== Data entries ==
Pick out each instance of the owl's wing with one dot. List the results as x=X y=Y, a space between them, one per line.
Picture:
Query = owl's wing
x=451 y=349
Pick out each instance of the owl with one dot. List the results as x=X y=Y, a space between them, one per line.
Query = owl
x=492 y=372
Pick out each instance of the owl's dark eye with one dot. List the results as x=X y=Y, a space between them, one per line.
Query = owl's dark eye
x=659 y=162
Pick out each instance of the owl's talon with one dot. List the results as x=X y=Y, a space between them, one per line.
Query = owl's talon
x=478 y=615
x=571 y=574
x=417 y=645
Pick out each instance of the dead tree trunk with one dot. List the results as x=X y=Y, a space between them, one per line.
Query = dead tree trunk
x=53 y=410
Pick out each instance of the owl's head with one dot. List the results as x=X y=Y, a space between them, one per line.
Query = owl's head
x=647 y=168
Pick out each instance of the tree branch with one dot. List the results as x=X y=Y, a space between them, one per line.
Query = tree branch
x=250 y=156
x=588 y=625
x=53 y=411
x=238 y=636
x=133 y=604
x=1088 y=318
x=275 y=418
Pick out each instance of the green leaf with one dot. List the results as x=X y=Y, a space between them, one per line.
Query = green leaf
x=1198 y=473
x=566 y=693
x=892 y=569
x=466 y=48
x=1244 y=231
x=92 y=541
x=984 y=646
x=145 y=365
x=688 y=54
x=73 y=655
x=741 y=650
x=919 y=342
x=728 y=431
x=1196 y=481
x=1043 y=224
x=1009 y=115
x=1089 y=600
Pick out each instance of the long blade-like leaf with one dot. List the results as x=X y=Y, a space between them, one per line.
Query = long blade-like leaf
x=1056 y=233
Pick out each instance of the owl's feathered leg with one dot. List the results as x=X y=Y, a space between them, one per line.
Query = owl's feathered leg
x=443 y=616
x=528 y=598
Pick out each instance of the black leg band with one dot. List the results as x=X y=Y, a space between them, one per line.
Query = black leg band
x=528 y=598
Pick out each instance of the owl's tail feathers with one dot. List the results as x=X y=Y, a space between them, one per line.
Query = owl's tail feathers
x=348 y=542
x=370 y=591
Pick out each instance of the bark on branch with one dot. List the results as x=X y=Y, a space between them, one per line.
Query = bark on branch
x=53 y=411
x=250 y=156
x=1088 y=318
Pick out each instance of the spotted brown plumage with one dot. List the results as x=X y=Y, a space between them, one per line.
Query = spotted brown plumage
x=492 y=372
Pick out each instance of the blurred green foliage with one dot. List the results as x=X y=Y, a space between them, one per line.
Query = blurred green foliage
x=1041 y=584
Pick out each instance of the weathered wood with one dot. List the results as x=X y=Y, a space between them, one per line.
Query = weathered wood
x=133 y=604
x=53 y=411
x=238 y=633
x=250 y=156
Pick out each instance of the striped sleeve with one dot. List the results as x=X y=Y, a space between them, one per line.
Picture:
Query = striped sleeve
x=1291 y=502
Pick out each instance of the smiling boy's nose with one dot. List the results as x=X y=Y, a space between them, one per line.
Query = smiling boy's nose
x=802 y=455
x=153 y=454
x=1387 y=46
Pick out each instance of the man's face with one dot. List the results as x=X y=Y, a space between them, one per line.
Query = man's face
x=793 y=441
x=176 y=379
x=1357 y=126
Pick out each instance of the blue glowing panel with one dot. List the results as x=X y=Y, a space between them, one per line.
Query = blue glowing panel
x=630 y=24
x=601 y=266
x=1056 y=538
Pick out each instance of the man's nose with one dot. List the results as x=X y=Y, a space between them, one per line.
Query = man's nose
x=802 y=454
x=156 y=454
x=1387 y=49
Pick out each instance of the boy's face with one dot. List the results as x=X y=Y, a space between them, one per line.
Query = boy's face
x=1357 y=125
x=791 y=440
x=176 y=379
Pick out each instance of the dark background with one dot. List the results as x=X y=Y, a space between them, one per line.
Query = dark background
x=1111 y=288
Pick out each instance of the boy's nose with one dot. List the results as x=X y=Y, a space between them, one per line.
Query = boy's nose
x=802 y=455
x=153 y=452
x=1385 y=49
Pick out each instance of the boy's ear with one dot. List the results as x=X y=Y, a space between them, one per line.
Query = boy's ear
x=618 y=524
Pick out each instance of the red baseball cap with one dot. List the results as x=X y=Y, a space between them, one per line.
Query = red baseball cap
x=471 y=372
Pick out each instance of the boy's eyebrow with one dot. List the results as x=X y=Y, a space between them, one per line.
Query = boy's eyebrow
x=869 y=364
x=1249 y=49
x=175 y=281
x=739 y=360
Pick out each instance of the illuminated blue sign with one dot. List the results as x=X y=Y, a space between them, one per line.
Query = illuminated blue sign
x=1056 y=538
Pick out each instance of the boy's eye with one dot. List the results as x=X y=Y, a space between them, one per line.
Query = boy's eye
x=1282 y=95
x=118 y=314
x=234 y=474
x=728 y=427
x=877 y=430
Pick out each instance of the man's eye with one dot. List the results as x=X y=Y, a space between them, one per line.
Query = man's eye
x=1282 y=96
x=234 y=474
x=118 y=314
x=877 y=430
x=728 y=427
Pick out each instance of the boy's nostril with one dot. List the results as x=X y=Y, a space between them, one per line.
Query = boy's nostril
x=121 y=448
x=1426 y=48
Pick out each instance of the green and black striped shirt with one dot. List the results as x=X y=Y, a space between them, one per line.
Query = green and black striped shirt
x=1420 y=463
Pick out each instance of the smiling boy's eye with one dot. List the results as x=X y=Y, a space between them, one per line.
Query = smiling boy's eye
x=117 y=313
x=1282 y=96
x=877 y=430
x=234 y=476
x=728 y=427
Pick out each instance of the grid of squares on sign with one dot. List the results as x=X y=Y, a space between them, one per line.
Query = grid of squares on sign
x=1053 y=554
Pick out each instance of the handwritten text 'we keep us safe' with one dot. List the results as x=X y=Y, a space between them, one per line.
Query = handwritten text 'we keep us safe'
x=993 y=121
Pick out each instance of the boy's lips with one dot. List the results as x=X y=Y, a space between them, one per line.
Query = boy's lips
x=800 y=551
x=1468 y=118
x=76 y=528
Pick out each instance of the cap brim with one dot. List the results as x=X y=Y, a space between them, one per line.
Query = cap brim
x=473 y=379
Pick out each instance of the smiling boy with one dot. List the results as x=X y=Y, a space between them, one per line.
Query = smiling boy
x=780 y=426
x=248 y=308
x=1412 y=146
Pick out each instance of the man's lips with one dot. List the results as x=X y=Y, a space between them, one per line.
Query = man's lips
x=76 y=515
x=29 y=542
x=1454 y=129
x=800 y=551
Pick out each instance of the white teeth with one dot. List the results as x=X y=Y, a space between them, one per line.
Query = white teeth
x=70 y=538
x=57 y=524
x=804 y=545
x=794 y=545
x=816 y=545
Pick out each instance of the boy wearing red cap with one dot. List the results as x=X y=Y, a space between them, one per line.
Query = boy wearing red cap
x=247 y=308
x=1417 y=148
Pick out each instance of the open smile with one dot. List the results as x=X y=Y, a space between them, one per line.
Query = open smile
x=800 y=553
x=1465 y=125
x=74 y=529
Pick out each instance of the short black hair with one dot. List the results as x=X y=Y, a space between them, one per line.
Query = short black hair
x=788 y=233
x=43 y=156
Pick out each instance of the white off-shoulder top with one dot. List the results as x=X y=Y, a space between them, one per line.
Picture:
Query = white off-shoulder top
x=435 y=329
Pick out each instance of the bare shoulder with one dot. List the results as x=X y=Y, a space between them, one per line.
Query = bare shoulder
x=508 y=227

== SET EXERCISE ==
In the data entries above, rename "Query" to "Target" everywhere it occurs, then give all the lines again with nothing else changed.

== COMPLETE RESPONSE ==
Pick out each instance of the owl's wing with one dot. List the results as x=X y=Y, a space between them, one per line.
Picture:
Target = owl's wing
x=451 y=349
Pick out each instance of the owl with one dot. List the results as x=X y=Y, a space between them, one per line.
Target = owl
x=492 y=372
Pick out each instance of the owl's dark eye with one dot. List the results as x=X y=Y, a space between them, one per line.
Target = owl's dark eye
x=659 y=162
Pick out each instance of the owl's talon with one dot. List the results as x=X y=Y, a space between them, one per line.
Target = owl's talon
x=478 y=615
x=571 y=574
x=417 y=645
Pick out each instance of the dead tree trunk with one dot. List the results as x=X y=Y, a space between them, one per line.
Target = dead tree trunk
x=53 y=410
Pick out each instance of the owl's head with one dot. List the results as x=X y=Y, a space between them, one per line.
Target = owl's head
x=647 y=168
Pick out each instance of the tree branch with one dot. List the results as x=X y=Y, a space between them, one per line.
Target = tree branch
x=250 y=156
x=588 y=625
x=53 y=411
x=238 y=636
x=133 y=604
x=1088 y=318
x=275 y=418
Pick out each instance of the green leaf with one dot. List the results as x=X y=Y, a space between them, one per line.
Target = green leaf
x=1198 y=473
x=566 y=693
x=892 y=569
x=466 y=48
x=1244 y=231
x=92 y=541
x=984 y=646
x=145 y=365
x=688 y=54
x=73 y=655
x=741 y=650
x=919 y=342
x=728 y=431
x=1196 y=481
x=1043 y=224
x=1009 y=115
x=1089 y=600
Pick out each instance of the long blade-like leaf with one dot. List the results as x=X y=Y, a space between them, one per line.
Target = long blade-like leaf
x=1056 y=233
Pick out each instance of the owl's feathered leg with one dot. List the results as x=X y=Y, a space between them, one per line.
Target = owl's feathered leg
x=443 y=616
x=528 y=598
Pick out each instance of the black leg band with one dot. List the results as x=X y=Y, a space between them, one per line.
Target = black leg band
x=528 y=598
Pick out each instance of the owl's tail feathers with one dot. List the results as x=X y=Y, a space between them, one per line.
Target = owl's tail feathers
x=348 y=542
x=370 y=591
Pick out each instance of the bark on branch with one dot. List the results as x=X y=Y, a space between them, one per line.
Target = bark on branch
x=53 y=411
x=250 y=156
x=1088 y=318
Pick out each instance of the spotted brown plumage with one dot. List the results as x=X y=Y, a space between them, one per line.
Target = spotted brown plumage
x=492 y=372
Pick out each instance of the blurred green foliage with one dot. List the results as x=X y=Y, a space between them, one per line.
Target = blurred green foliage
x=1041 y=584
Pick out each instance of the weathered wood with one dot. List the results as x=X y=Y, a space between them, one per line.
Target = weathered wood
x=133 y=604
x=53 y=411
x=238 y=633
x=250 y=156
Pick out each instance of the striped sleeve with one dot. List the results as x=X y=Y, a space between them, one per line.
Picture:
Target = striped sleeve
x=1291 y=502
Pick out each instance of the smiling boy's nose with one dot. List the results as x=X y=Y, a space between them, one per line.
Target = smiling boy's nose
x=802 y=455
x=153 y=454
x=1387 y=46
Pick out each instance of the man's face with one dot. List the results as x=X y=Y, a space between them, one per line.
Target = man's face
x=793 y=441
x=176 y=379
x=1357 y=126
Pick out each instance of the blue glowing panel with one dot. List the results as x=X y=Y, a space between them, one per line.
Target = blue glowing panel
x=630 y=24
x=601 y=266
x=1056 y=538
Pick out each instance of the man's nose with one dot. List the results as x=X y=Y, a space between them, one per line.
Target = man's nose
x=802 y=454
x=156 y=454
x=1387 y=49
Pick out each instance of the boy's face with one dot. List the results as x=X y=Y, a space between them, one per line.
Target = boy's face
x=1357 y=125
x=791 y=440
x=176 y=379
Pick out each instance of the dark background with one dot. List the results as x=X y=Y, a space between them, one per line.
Target = dark background
x=1111 y=288
Pick out each instance of the boy's nose with one dot. List the results as x=X y=Y, a space between them, one per line.
Target = boy's nose
x=802 y=455
x=153 y=452
x=1385 y=49
Pick out each instance of the boy's ear with one dot. List the results as x=X y=Y, a space between them, one per line.
Target = boy's ear
x=618 y=524
Pick out each instance of the red baseball cap with one dot. List the results as x=X y=Y, a space between them, one per line.
Target = red baseball cap
x=471 y=372
Pick out each instance of the boy's eyebrow with one dot. List the results as x=X y=Y, a space between them, one per line.
Target = boy's eyebrow
x=869 y=364
x=1249 y=49
x=175 y=281
x=739 y=360
Pick out each instance of the illuminated blue sign with one dot. List the results as x=X y=Y, a space between them, one per line.
Target = illuminated blue sign
x=1056 y=538
Pick out each instance of the boy's eye with one dot. List the results as x=X y=Y, a space between them, one per line.
Target = boy's eye
x=1282 y=95
x=118 y=314
x=234 y=474
x=728 y=427
x=877 y=430
Pick out each instance of the man's eye with one dot. List the results as x=X y=Y, a space between them, one per line.
Target = man's eye
x=1282 y=96
x=234 y=474
x=118 y=314
x=877 y=430
x=728 y=427
Pick out each instance of the boy's nostril with one dot. List the results as x=X y=Y, a space between them, one per line.
Target = boy's nostril
x=121 y=448
x=1426 y=48
Pick out each instance of the green and black striped shirt with one dot. List the results as x=X y=Y, a space between them, one per line.
Target = green and black striped shirt
x=1420 y=463
Pick out each instance of the smiling boy's eye with one dot. List the results as x=X y=Y, a space between them, one per line.
Target = smiling boy's eye
x=117 y=313
x=1282 y=96
x=877 y=430
x=234 y=476
x=728 y=427
Pick out each instance of the grid of squares on sign with one dot. List the results as x=X y=Y, a space between them, one per line.
Target = grid of squares on sign
x=1053 y=554
Pick out each instance of the handwritten text 'we keep us safe' with one dot. List the results as x=X y=Y, a space between them, one per line.
Target = handwritten text 'we keep us safe'
x=993 y=121
Pick out each instance of the boy's lips with one dot. List the results as x=X y=Y, a space between them, one per line.
Target = boy's lips
x=800 y=551
x=1468 y=118
x=76 y=528
Pick out each instance of the cap brim with one dot. List the results as x=X y=Y, a space between them, one per line.
Target = cap brim
x=473 y=379
Pick out each instance of the smiling boy with one dot. List the results as x=X y=Y, a space between them, one per line.
Target = smiling boy
x=780 y=426
x=248 y=308
x=1412 y=146
Pick out each instance of the man's lips with one dot. List the results as x=X y=Y, a space between them, one per line.
Target = man's lips
x=76 y=515
x=29 y=542
x=1454 y=129
x=800 y=551
Pick out each instance of the white teeth with one dot. List the results as x=X y=Y, a space between them, one per line.
Target = white teeth
x=70 y=538
x=57 y=524
x=804 y=545
x=794 y=545
x=816 y=545
Pick out each instance of the boy wearing red cap with one dot. List the results as x=X y=Y, a space between them, one per line.
Target = boy wearing red cap
x=247 y=308
x=1417 y=148
Pick out each instance of the open smile with one dot. List the results as x=X y=Y, a space between them, one per line.
Target = open smile
x=800 y=553
x=1465 y=125
x=74 y=529
Pick out each instance of the short black hair with one dot. List the results as x=X y=Y, a space between them, one per line.
Target = short black hair
x=788 y=233
x=43 y=156
Pick out each instance of the white off-shoulder top with one dot. List the results as x=X y=Y, a space between them, one per line.
Picture:
Target = white off-shoulder top
x=435 y=329
Pick out each instance of the bare shoulder with one dot. List the results as x=X y=Y, a space between them, one per line.
Target = bare shoulder
x=508 y=227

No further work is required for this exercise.